**HOW TO COMPLETE THIS TASK:** Exactly the lines from the start of the entries through the line with "244L1440 226L1422 284L1397" are required in the output, with no pictures among them.

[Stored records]
'''

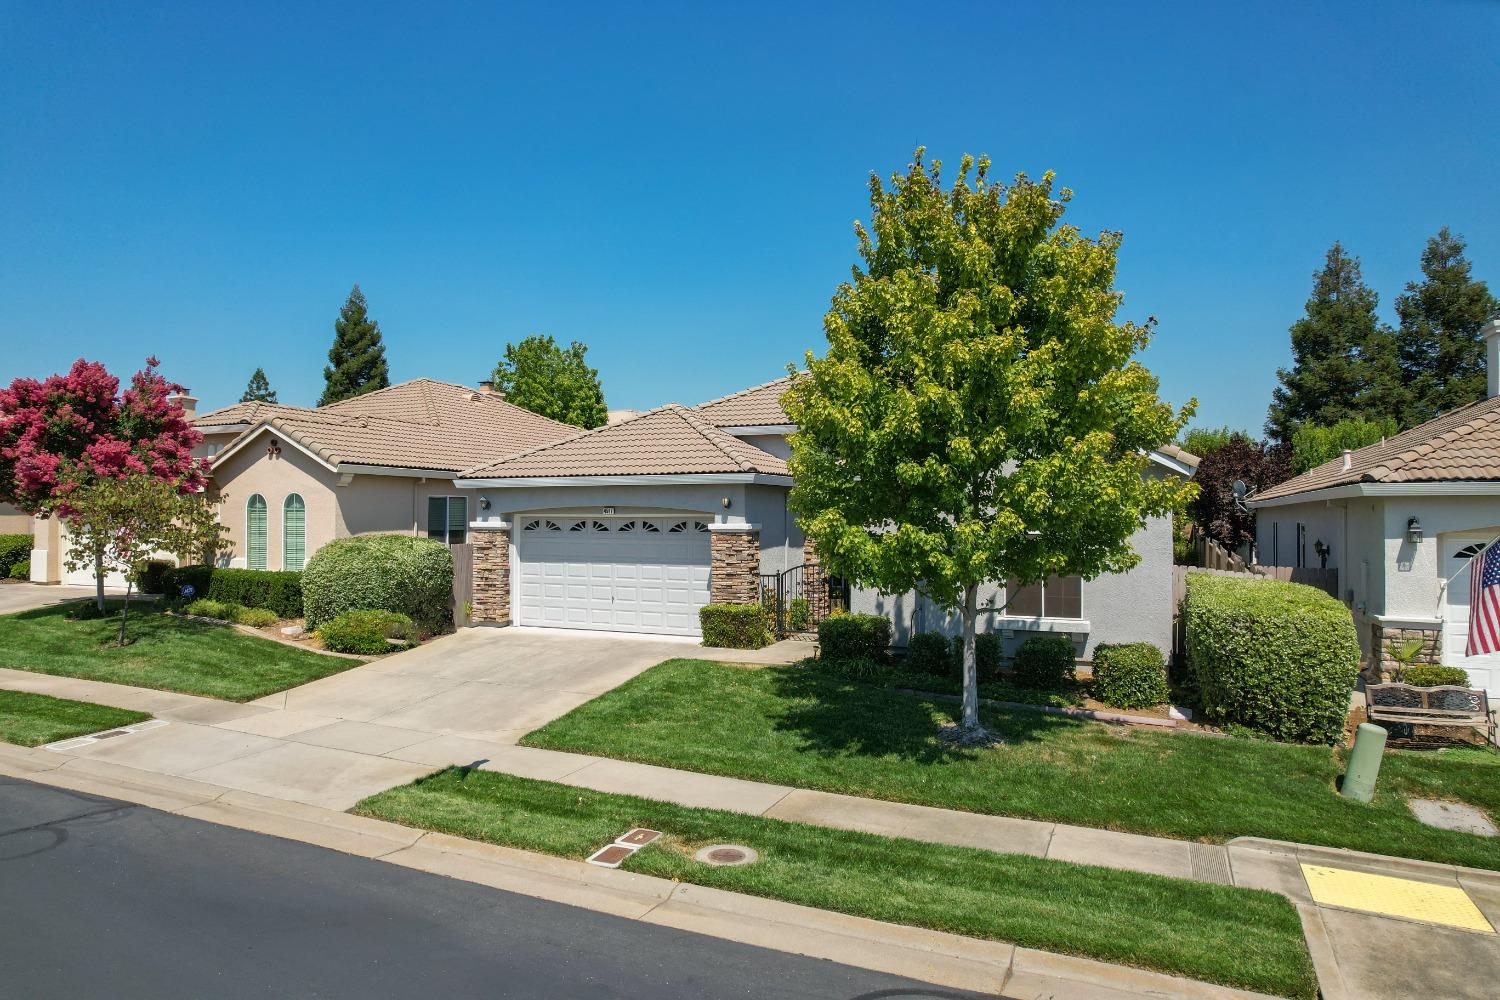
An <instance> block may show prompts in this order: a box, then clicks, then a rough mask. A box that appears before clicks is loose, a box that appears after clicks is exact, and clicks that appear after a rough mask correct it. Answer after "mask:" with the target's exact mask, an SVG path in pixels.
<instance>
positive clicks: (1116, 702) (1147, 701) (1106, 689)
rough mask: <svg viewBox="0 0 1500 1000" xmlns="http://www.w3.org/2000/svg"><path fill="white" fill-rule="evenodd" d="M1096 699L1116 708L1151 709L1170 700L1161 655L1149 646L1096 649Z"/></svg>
mask: <svg viewBox="0 0 1500 1000" xmlns="http://www.w3.org/2000/svg"><path fill="white" fill-rule="evenodd" d="M1094 697H1097V699H1098V700H1101V702H1104V703H1106V705H1113V706H1115V708H1149V706H1152V705H1161V703H1164V702H1166V700H1169V699H1170V697H1172V694H1170V693H1169V691H1167V661H1166V660H1164V658H1163V655H1161V651H1160V649H1157V648H1155V646H1152V645H1151V643H1149V642H1133V643H1128V645H1122V646H1112V645H1107V643H1100V645H1098V646H1095V648H1094Z"/></svg>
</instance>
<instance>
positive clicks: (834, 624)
mask: <svg viewBox="0 0 1500 1000" xmlns="http://www.w3.org/2000/svg"><path fill="white" fill-rule="evenodd" d="M889 645H891V619H888V618H880V616H879V615H838V616H837V618H828V619H823V621H820V622H817V649H819V651H820V655H822V657H823V658H825V660H870V661H871V663H885V651H886V648H889Z"/></svg>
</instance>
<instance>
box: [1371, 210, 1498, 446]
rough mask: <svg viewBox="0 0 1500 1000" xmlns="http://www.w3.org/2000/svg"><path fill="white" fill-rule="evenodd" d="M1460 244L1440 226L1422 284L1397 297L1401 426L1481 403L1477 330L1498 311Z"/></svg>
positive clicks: (1483, 324)
mask: <svg viewBox="0 0 1500 1000" xmlns="http://www.w3.org/2000/svg"><path fill="white" fill-rule="evenodd" d="M1464 249H1466V247H1464V238H1463V237H1461V235H1454V234H1452V232H1449V229H1448V226H1443V228H1442V229H1440V231H1439V232H1437V235H1434V237H1433V238H1430V240H1428V241H1427V249H1424V250H1422V280H1421V282H1407V286H1406V294H1403V295H1398V297H1397V316H1398V318H1400V327H1398V328H1397V334H1395V340H1397V358H1398V361H1400V366H1401V381H1403V382H1404V385H1406V387H1407V393H1406V400H1404V402H1406V406H1404V408H1403V411H1401V414H1400V420H1401V423H1403V426H1407V427H1410V426H1415V424H1419V423H1422V421H1424V420H1431V418H1433V417H1437V415H1439V414H1442V412H1445V411H1449V409H1454V408H1457V406H1463V405H1466V403H1472V402H1476V400H1479V399H1484V397H1485V345H1484V340H1482V339H1481V334H1479V328H1481V327H1482V325H1484V324H1485V321H1487V319H1490V318H1491V316H1493V315H1496V312H1497V310H1500V301H1497V300H1496V297H1494V295H1491V294H1490V288H1487V286H1485V283H1484V282H1479V280H1475V279H1473V277H1472V276H1470V267H1469V259H1467V258H1466V256H1464Z"/></svg>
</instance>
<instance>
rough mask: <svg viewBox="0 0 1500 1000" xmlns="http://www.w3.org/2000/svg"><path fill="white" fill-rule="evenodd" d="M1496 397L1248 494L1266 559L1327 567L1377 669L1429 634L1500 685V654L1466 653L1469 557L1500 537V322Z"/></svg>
mask: <svg viewBox="0 0 1500 1000" xmlns="http://www.w3.org/2000/svg"><path fill="white" fill-rule="evenodd" d="M1484 333H1485V342H1487V358H1488V369H1490V376H1488V397H1487V399H1484V400H1481V402H1478V403H1470V405H1469V406H1461V408H1460V409H1455V411H1451V412H1448V414H1443V415H1442V417H1437V418H1436V420H1430V421H1427V423H1425V424H1421V426H1418V427H1413V429H1410V430H1406V432H1403V433H1400V435H1397V436H1394V438H1389V439H1386V441H1383V442H1380V444H1374V445H1370V447H1367V448H1359V450H1355V451H1346V453H1344V456H1343V457H1340V459H1335V460H1332V462H1328V463H1325V465H1320V466H1317V468H1316V469H1310V471H1307V472H1304V474H1302V475H1298V477H1296V478H1292V480H1287V481H1286V483H1281V484H1278V486H1274V487H1271V489H1268V490H1265V492H1262V493H1259V495H1256V496H1253V498H1251V499H1250V501H1248V502H1250V505H1251V507H1253V508H1254V510H1256V549H1257V555H1259V561H1260V562H1262V564H1265V565H1281V567H1299V565H1310V567H1317V565H1326V567H1329V568H1337V570H1338V577H1340V591H1341V597H1344V601H1346V603H1347V604H1349V606H1350V609H1352V610H1353V615H1355V622H1356V625H1358V627H1359V634H1361V646H1362V648H1364V652H1365V655H1367V657H1368V658H1370V661H1371V663H1373V664H1376V666H1379V664H1383V663H1386V661H1388V660H1389V649H1391V646H1392V645H1395V643H1400V642H1404V640H1410V639H1421V640H1424V648H1422V654H1421V661H1424V663H1446V664H1449V666H1455V667H1463V669H1464V670H1467V672H1469V676H1470V681H1472V682H1473V684H1475V685H1478V687H1482V688H1487V690H1488V691H1490V693H1493V694H1494V693H1500V654H1491V655H1485V657H1466V655H1464V646H1466V640H1467V634H1469V561H1470V559H1472V558H1473V556H1475V553H1478V552H1479V550H1481V549H1482V547H1484V546H1485V544H1487V543H1490V541H1491V540H1494V538H1496V537H1497V535H1500V321H1491V322H1490V324H1488V325H1487V327H1485V331H1484Z"/></svg>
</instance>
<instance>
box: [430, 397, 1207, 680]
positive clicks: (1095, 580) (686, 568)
mask: <svg viewBox="0 0 1500 1000" xmlns="http://www.w3.org/2000/svg"><path fill="white" fill-rule="evenodd" d="M789 378H790V376H787V378H781V379H777V381H774V382H768V384H765V385H757V387H754V388H748V390H744V391H739V393H735V394H732V396H724V397H721V399H715V400H711V402H706V403H702V405H699V406H691V408H688V406H679V405H675V403H673V405H667V406H661V408H658V409H652V411H649V412H646V414H640V415H637V417H630V418H625V420H622V421H619V423H615V424H609V426H606V427H600V429H595V430H591V432H586V433H582V435H577V436H573V438H568V439H564V441H556V442H550V444H544V445H540V447H537V448H531V450H528V451H523V453H520V454H511V456H507V457H504V459H501V460H498V462H489V463H484V465H477V466H474V468H471V469H468V471H465V472H463V474H462V475H460V477H459V478H458V480H455V484H456V486H458V487H459V489H460V490H465V492H472V493H474V495H475V496H477V499H475V502H474V504H472V508H474V510H475V511H477V519H475V520H474V523H472V534H471V540H472V543H474V547H475V552H474V619H475V621H477V622H480V624H496V625H505V624H519V625H552V627H567V628H591V630H606V631H649V633H675V634H685V636H691V634H696V633H697V609H699V607H700V606H703V604H705V603H709V601H714V603H736V601H756V600H759V594H760V586H762V577H766V579H769V577H771V576H774V574H784V573H792V574H801V576H802V579H804V580H805V582H807V583H808V589H807V594H808V598H810V600H813V601H817V600H819V582H820V579H822V573H820V568H819V564H817V556H816V552H813V550H811V547H810V546H808V544H807V541H805V540H804V537H802V534H801V531H799V529H798V526H796V522H795V519H793V517H792V514H790V511H789V510H787V490H789V487H790V484H792V478H790V472H789V469H787V465H786V459H787V457H789V454H790V447H789V444H787V435H790V433H792V432H793V430H795V429H796V427H795V426H793V424H792V423H790V418H789V417H787V415H786V412H784V409H781V403H780V397H781V394H783V393H784V391H786V388H787V381H789ZM1196 468H1197V459H1196V457H1194V456H1191V454H1188V453H1185V451H1182V450H1179V448H1175V447H1166V448H1163V450H1161V451H1157V453H1152V454H1151V456H1149V462H1148V471H1146V472H1145V474H1146V475H1182V477H1191V475H1193V472H1194V469H1196ZM1133 544H1134V546H1136V549H1137V552H1140V553H1142V562H1140V564H1139V565H1137V567H1136V568H1134V570H1131V571H1130V573H1124V574H1112V576H1104V577H1100V579H1095V580H1079V579H1077V577H1070V579H1058V580H1049V582H1046V585H1043V586H1031V588H1026V589H1025V591H1022V592H1020V594H1019V595H1016V597H1013V598H1011V601H1010V607H1007V610H1005V612H1004V613H993V612H992V613H990V615H987V616H986V618H984V621H983V622H981V630H984V631H999V633H1002V634H1004V636H1005V639H1007V640H1008V642H1007V645H1008V646H1014V645H1016V643H1019V642H1022V640H1023V639H1025V637H1026V636H1031V634H1034V633H1038V631H1053V633H1067V634H1070V636H1073V637H1074V642H1076V649H1077V652H1079V655H1082V657H1088V655H1089V654H1091V652H1092V649H1094V646H1095V645H1097V643H1098V642H1101V640H1107V642H1136V640H1142V642H1152V643H1157V645H1158V646H1161V648H1163V651H1167V652H1170V648H1172V520H1170V519H1169V517H1161V519H1154V520H1151V522H1149V523H1148V525H1146V526H1143V528H1142V529H1140V531H1139V532H1137V534H1136V537H1134V538H1133ZM986 597H995V598H998V600H996V604H1004V603H1005V600H1004V588H1001V586H998V588H992V592H990V594H987V595H986ZM849 600H850V609H852V610H868V612H876V613H882V615H886V616H889V618H891V619H892V622H894V627H895V642H897V643H898V645H900V643H904V642H906V637H907V636H910V634H912V633H913V631H924V630H947V631H956V630H957V622H956V621H953V619H950V618H948V616H945V615H944V613H942V612H941V609H936V607H933V606H932V604H930V601H927V600H924V598H919V597H916V595H915V594H906V595H897V597H886V595H880V594H876V592H873V591H862V589H855V591H853V592H852V594H850V595H849Z"/></svg>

'''

**WRITTEN REPLY:**
An <instance> block may show prompts in this order: a box, then clicks, then a rough mask. A box that appears before clicks is loose, a box that appears after clicks is exact, and clicks that appear after a rough mask correct it. Answer after "mask:" with the target's exact mask, an SVG path in pixels.
<instance>
positive clicks: (1116, 702) (1147, 701) (1106, 689)
rough mask: <svg viewBox="0 0 1500 1000" xmlns="http://www.w3.org/2000/svg"><path fill="white" fill-rule="evenodd" d="M1096 699L1116 708L1151 709L1170 700L1161 655L1149 646L1096 649Z"/></svg>
mask: <svg viewBox="0 0 1500 1000" xmlns="http://www.w3.org/2000/svg"><path fill="white" fill-rule="evenodd" d="M1094 697H1097V699H1098V700H1101V702H1104V703H1106V705H1113V706H1115V708H1149V706H1152V705H1161V703H1164V702H1166V700H1169V699H1170V697H1172V694H1170V693H1169V691H1167V661H1166V660H1164V658H1163V655H1161V651H1160V649H1157V648H1155V646H1152V645H1151V643H1149V642H1133V643H1128V645H1122V646H1112V645H1107V643H1100V645H1098V646H1095V648H1094Z"/></svg>
</instance>
<instance>
positive clicks: (834, 624)
mask: <svg viewBox="0 0 1500 1000" xmlns="http://www.w3.org/2000/svg"><path fill="white" fill-rule="evenodd" d="M889 645H891V619H888V618H880V616H879V615H838V616H837V618H828V619H823V621H820V622H817V649H819V651H820V655H822V657H823V658H825V660H870V661H871V663H885V651H886V648H889Z"/></svg>
</instance>
<instance>
box: [1371, 210, 1498, 446]
rough mask: <svg viewBox="0 0 1500 1000" xmlns="http://www.w3.org/2000/svg"><path fill="white" fill-rule="evenodd" d="M1460 244L1440 226L1422 284L1397 297L1401 426L1481 403L1477 330L1498 311Z"/></svg>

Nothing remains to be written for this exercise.